Thursday, September 02, 2021

Why Credibility Is So Important

So many of our formerly-trusted institutions have lost their credibility in recent years, and we see the results all around us.  In addition to government, the fields of science in general and medicine in particular have taken pretty strong hits:

Is science itself one of the victims of the COVID-19 pandemic? I asked Dr. Scott Atlas at the 13th annual Freedom Conference hosted by the Steamboat Institute, a Colorado-based nonprofit organization. Formerly a professor and chief of neuroradiology at Stanford University Medical Center, Atlas is now a senior fellow in health policy at the Hoover Institution.

Atlas has been under constant attacks by the left and the corporate media since he served as a special adviser to former President Trump and a member of the White House coronavirus task force from August to November 2020. The New York Times and the Washington Post ran hit pieces on Atlas, questioning his qualifications despite his distinguished career and scholarship.

Google-owned YouTube also removed a 50-minute video of Atlas’s interview with the Hoover Institute. Twitter took down his tweet that questioned the effectiveness of masks.

Atlas has refused to be silenced. He has a lot to say about how the scientific field and Americans’ trust in it have been tremendously harmed during the COVID-19 pandemic. “Science has been not just a victim,” he told me, “but actively participated in the self-destruction of its credibility.”

- Exercise
Write the next portion of the post on why credibility is so important, beginning immediately after its final quotation.

- Entries drawn from a collection
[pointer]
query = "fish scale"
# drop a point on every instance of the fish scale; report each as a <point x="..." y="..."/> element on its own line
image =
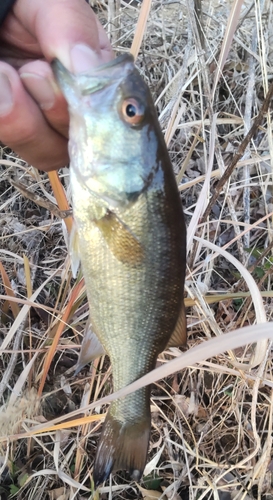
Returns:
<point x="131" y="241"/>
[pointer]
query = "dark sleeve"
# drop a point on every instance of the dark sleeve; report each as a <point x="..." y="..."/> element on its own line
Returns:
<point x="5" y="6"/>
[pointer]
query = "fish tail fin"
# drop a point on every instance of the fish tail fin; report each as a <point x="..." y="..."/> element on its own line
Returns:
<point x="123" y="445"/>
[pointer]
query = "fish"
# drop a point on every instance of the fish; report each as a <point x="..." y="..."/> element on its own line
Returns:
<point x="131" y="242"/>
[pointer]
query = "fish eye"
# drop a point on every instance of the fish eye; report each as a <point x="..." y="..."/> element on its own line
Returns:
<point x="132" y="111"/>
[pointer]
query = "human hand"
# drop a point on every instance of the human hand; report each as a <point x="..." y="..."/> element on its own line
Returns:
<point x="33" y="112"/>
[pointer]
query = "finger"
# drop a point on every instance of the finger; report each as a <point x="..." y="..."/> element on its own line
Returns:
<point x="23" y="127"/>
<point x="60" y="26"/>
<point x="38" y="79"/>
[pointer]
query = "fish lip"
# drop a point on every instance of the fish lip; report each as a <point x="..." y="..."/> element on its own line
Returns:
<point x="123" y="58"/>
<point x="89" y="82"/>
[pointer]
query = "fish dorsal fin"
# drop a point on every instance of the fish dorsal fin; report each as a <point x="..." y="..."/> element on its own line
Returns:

- Output for this exercise
This part struck home with me:

“Science is not supposed to be about intimidating, countering interpretation of data, or abusing, or censoring data,” Atlas said. “Science is not supposed to have a view. Science is only about data and the scientific process. There is never supposed to be ‘an accepted view’ of science.”

Yeah, what he said.  Read the whole thing.

4 comments:

PeggyU said...

Not just reading it, stealing it. Thanks!

Anonymous said...

Oh man, that's a good one. I almost thought this was a real doctor until I saw his name. Surely you know the expression about quacks?

Anna A said...

Yes, and when a person that you are trying to share a report (Israeli about natural immunity being better than vaccine immunity) is more concerned about the links instead of the data.

Sigh

Darren said...

Regarding Anonymous' comment: this we call an "ad hominem attack", a fallacy.